[Opening Supplied data section]

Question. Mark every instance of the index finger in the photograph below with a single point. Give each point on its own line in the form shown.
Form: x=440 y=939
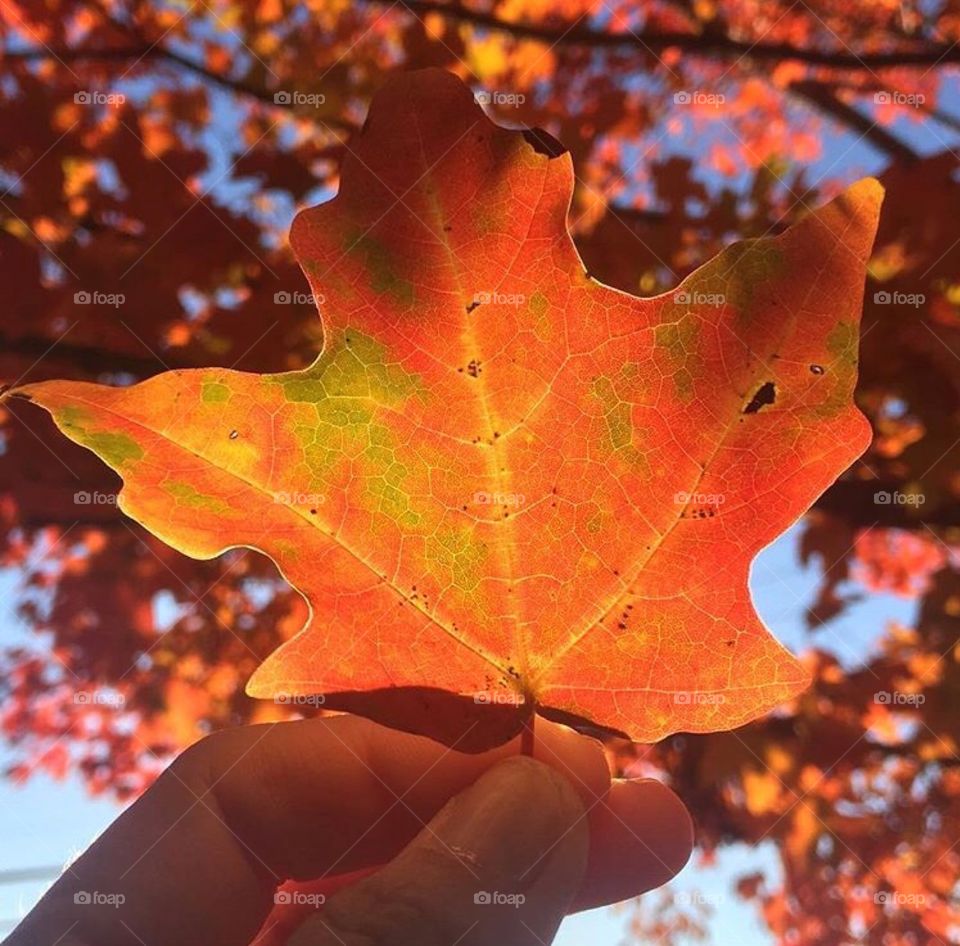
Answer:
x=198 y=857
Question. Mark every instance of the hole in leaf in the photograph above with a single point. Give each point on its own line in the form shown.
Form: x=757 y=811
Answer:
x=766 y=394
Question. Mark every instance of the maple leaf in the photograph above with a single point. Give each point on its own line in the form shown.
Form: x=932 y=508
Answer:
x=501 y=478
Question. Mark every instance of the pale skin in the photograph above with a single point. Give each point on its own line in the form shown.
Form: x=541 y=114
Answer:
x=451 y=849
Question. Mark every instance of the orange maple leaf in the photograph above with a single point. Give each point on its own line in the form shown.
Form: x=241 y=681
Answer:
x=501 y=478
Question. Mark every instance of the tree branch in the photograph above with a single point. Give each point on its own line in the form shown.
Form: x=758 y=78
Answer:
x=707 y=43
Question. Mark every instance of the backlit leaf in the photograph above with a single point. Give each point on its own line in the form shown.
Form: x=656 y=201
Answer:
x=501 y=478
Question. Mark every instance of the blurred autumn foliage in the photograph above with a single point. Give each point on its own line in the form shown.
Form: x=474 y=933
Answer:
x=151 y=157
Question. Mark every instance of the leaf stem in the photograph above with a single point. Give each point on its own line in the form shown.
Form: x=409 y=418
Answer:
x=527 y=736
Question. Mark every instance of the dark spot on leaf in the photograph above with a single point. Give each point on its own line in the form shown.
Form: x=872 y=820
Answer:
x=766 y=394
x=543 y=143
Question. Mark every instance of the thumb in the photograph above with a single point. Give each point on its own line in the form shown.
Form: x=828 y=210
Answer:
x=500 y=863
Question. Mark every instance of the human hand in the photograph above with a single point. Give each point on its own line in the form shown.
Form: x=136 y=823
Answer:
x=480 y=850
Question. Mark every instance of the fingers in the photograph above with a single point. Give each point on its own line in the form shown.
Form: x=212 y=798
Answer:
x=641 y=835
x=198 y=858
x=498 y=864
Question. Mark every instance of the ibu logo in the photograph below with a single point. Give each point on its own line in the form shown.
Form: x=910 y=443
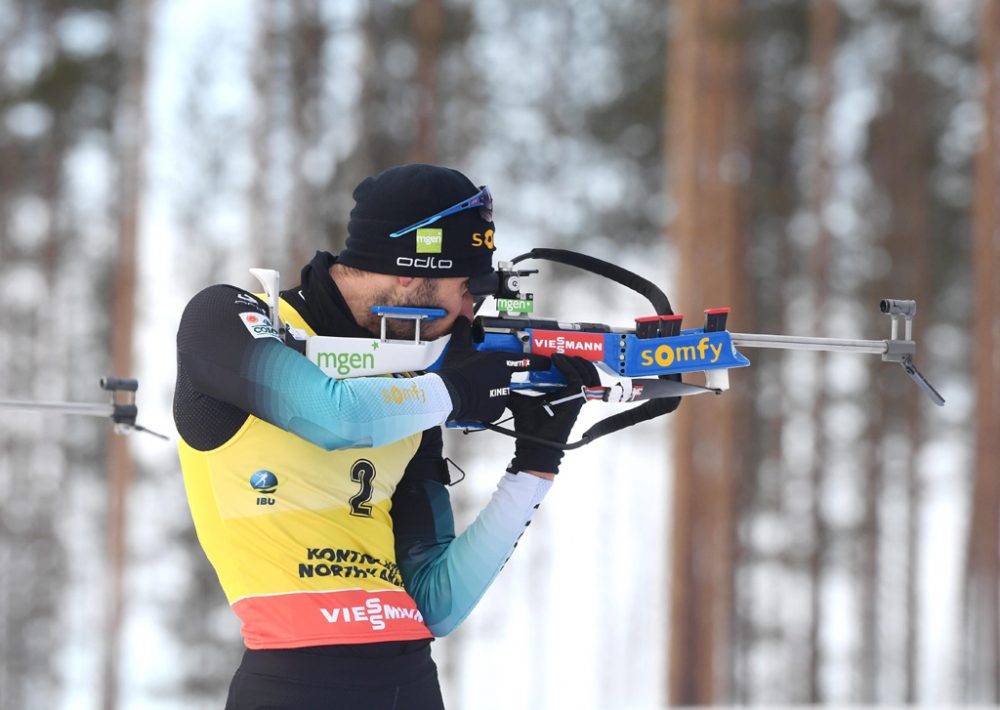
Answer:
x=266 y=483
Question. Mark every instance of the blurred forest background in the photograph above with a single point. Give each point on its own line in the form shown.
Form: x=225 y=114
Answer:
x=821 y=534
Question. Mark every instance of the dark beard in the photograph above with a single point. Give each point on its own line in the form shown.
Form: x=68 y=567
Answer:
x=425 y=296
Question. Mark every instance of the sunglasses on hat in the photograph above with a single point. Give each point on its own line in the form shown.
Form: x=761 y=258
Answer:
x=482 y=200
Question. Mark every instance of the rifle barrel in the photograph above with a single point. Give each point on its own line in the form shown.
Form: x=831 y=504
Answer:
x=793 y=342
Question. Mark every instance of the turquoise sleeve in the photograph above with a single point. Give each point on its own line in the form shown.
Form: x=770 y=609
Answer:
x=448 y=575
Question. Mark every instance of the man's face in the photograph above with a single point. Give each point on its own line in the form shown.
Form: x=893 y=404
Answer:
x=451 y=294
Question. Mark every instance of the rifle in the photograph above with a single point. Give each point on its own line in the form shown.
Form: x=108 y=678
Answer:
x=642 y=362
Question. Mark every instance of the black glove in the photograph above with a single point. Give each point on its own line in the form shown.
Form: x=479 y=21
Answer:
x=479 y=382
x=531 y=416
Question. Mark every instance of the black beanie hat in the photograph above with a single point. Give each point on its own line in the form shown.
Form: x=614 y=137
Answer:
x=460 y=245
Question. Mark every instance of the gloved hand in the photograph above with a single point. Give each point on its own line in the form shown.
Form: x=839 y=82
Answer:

[Closing Supplied data section]

Could you repeat every record exactly as written, with the pictures left out?

**Result of this exercise:**
Question. Mark every instance of the index finger in the photograph below with a single point. Give each point on its own line in the form shown.
Form: x=440 y=939
Answer:
x=198 y=857
Question. Mark every instance of the hole in leaf in the photograph above with a single point. Give each point on its own line in the form shown.
Form: x=757 y=811
Answer:
x=766 y=394
Question. Mark every instance of the maple leaf in the photograph above with a single point. Give each point on its own line in the form shown.
Form: x=932 y=508
Answer:
x=501 y=478
Question. Mark every instance of the pale skin in the photograph above with a single point. Give each point on its own line in the form shown.
Form: x=541 y=114
Answer:
x=451 y=849
Question. Mark every instance of the orange maple leaf in the photograph above with a single point. Give each point on its own line in the form shown.
Form: x=241 y=681
Answer:
x=501 y=478
Question. Mark every instance of the tree branch in the photograph above with a single point. Give each point on its own line in the form shown.
Form: x=758 y=78
Answer:
x=707 y=43
Question. Mark every instance of the backlit leaf in the photograph above with a single point. Give each point on its own line in the form shown.
Form: x=656 y=201
Answer:
x=501 y=478
Question. Mark every instance of the blurred autumn foliage in the photograph above with a single point. Give each point on its own line in the form shown.
Form: x=474 y=933
Answer:
x=151 y=157
Question. Mark every instance of the leaf stem in the photograph above with a single point. Give each point on its own line in the form shown.
Form: x=409 y=418
Answer:
x=527 y=736
Question. Mark every instance of the dark spot on leaf in the photograph above with a single point. Give each point on its own line in the form shown.
Form: x=872 y=820
Answer:
x=766 y=394
x=543 y=143
Question. Mark every instance of the thumb in the photograph above with a single point. Give each point on its own line in the form shown.
Form: x=828 y=210
Answer:
x=500 y=863
Question. Mark every instance of the human hand in the photograph above with a single point. Give each point on its own line in the form shown.
Form: x=136 y=823
Answer:
x=480 y=850
Question. Mark every instance of the fingers in the photograph above with a single point. Give each point on its own line in the form shown.
Form: x=212 y=798
Answer:
x=641 y=835
x=198 y=858
x=498 y=864
Question. Mark every instance of the ibu logo in the photograph below with a single point. Give each point on its own line in the form shown.
Form: x=910 y=443
Answer:
x=266 y=483
Question. Mark every instance of the blurred forest background in the photograph above with a single point. Give each point on its own line in the form shown.
Form: x=225 y=114
Answer:
x=821 y=534
Question. Mark every instance of the dark beard in the photograph above with a single point. Give each point on its own line in the form shown.
Form: x=68 y=567
Answer:
x=425 y=296
Question. Mark every instance of the sunglasses on hat in the photograph above with a single point. Give each point on its own line in the form shown.
Form: x=761 y=258
Answer:
x=482 y=200
Question. Mark every instance of the rifle barrel in the photograph above with a single point. Give each point on its own line in the form shown.
Form: x=831 y=504
Answer:
x=793 y=342
Question. Mark every instance of the turquoise sleeve in the photograph above with a single point. Give each point on its own line in the form shown.
Form: x=770 y=609
Answer:
x=448 y=575
Question. Mark every instance of the man's face in the photograph above with a single point. Give each point on its own line in the form shown.
Form: x=893 y=404
Answer:
x=451 y=294
Question. Mark every instance of the rifle in the photograph above with a single point. Give each point on its own line in the form shown.
Form: x=108 y=678
Answer:
x=642 y=362
Question. Mark every instance of the black glove in the photograph above with a single point. Give each point on its own line in the form shown.
Form: x=479 y=21
Answer:
x=479 y=382
x=531 y=416
Question. Mark every instance of the black beanie hat in the photograph above with a single point. Give each point on its own line in the form shown.
Form: x=614 y=137
Answer:
x=460 y=245
Question. Mark every instance of the gloved hand in the photograph above with a single point. Give each point on its own line in the form shown.
Form: x=839 y=82
Answer:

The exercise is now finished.